## Text-to-region grounding data:
⁂

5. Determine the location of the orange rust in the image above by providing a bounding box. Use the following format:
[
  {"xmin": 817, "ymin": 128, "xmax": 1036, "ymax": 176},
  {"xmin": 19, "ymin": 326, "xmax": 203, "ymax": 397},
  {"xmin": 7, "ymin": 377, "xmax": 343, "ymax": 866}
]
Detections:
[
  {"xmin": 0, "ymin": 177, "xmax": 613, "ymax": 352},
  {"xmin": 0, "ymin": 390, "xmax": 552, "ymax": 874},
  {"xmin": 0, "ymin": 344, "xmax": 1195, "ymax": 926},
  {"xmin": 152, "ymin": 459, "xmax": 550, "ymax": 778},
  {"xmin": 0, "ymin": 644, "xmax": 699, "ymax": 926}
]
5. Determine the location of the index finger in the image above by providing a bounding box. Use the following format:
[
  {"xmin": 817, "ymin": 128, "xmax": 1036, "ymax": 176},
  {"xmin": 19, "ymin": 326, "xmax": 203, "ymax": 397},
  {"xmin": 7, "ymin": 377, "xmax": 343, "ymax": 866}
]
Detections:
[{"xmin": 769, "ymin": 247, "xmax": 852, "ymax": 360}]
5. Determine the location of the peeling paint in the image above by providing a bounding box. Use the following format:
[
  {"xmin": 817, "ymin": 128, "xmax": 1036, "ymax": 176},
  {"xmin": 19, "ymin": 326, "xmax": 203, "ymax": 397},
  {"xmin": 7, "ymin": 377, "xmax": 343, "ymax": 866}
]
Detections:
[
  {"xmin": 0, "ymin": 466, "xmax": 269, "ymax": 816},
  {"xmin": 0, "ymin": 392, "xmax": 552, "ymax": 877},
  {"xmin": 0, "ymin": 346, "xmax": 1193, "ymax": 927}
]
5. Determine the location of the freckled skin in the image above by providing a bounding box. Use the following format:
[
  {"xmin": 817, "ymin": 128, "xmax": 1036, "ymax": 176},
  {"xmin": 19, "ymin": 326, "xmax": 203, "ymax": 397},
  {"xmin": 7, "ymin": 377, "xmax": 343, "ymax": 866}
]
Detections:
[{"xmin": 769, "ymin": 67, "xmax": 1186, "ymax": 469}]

⁂

## Task instructions:
When you transcribe the records above, keep every line exactly the same.

## Exercise response:
5. Determine the location of the orange rust in the image above by providing a bounding box. Use the following format:
[
  {"xmin": 817, "ymin": 128, "xmax": 1036, "ymax": 176},
  {"xmin": 19, "ymin": 326, "xmax": 203, "ymax": 397},
  {"xmin": 7, "ymin": 377, "xmax": 343, "ymax": 866}
]
Detections:
[
  {"xmin": 0, "ymin": 177, "xmax": 613, "ymax": 352},
  {"xmin": 0, "ymin": 390, "xmax": 552, "ymax": 874},
  {"xmin": 0, "ymin": 344, "xmax": 1195, "ymax": 926},
  {"xmin": 152, "ymin": 459, "xmax": 550, "ymax": 778},
  {"xmin": 0, "ymin": 644, "xmax": 699, "ymax": 926}
]
5. Determine the location of the index finger in the image above by providing a bounding box. Use the following format:
[
  {"xmin": 817, "ymin": 128, "xmax": 1036, "ymax": 176},
  {"xmin": 19, "ymin": 326, "xmax": 203, "ymax": 397},
  {"xmin": 7, "ymin": 377, "xmax": 343, "ymax": 866}
]
Detections:
[{"xmin": 769, "ymin": 247, "xmax": 852, "ymax": 360}]
5. Determine the location of the peeling paint in the image above by providing a bounding box. Use the following format:
[
  {"xmin": 817, "ymin": 128, "xmax": 1036, "ymax": 176},
  {"xmin": 19, "ymin": 326, "xmax": 203, "ymax": 397},
  {"xmin": 7, "ymin": 377, "xmax": 343, "ymax": 866}
]
Detections:
[
  {"xmin": 0, "ymin": 466, "xmax": 269, "ymax": 816},
  {"xmin": 0, "ymin": 392, "xmax": 552, "ymax": 877},
  {"xmin": 0, "ymin": 346, "xmax": 1193, "ymax": 927}
]
5. Determine the location of the freckled skin in the image above by providing a bounding box. Use the following format:
[
  {"xmin": 817, "ymin": 128, "xmax": 1036, "ymax": 176},
  {"xmin": 19, "ymin": 326, "xmax": 203, "ymax": 397},
  {"xmin": 7, "ymin": 377, "xmax": 343, "ymax": 866}
]
Detections:
[{"xmin": 769, "ymin": 67, "xmax": 1186, "ymax": 469}]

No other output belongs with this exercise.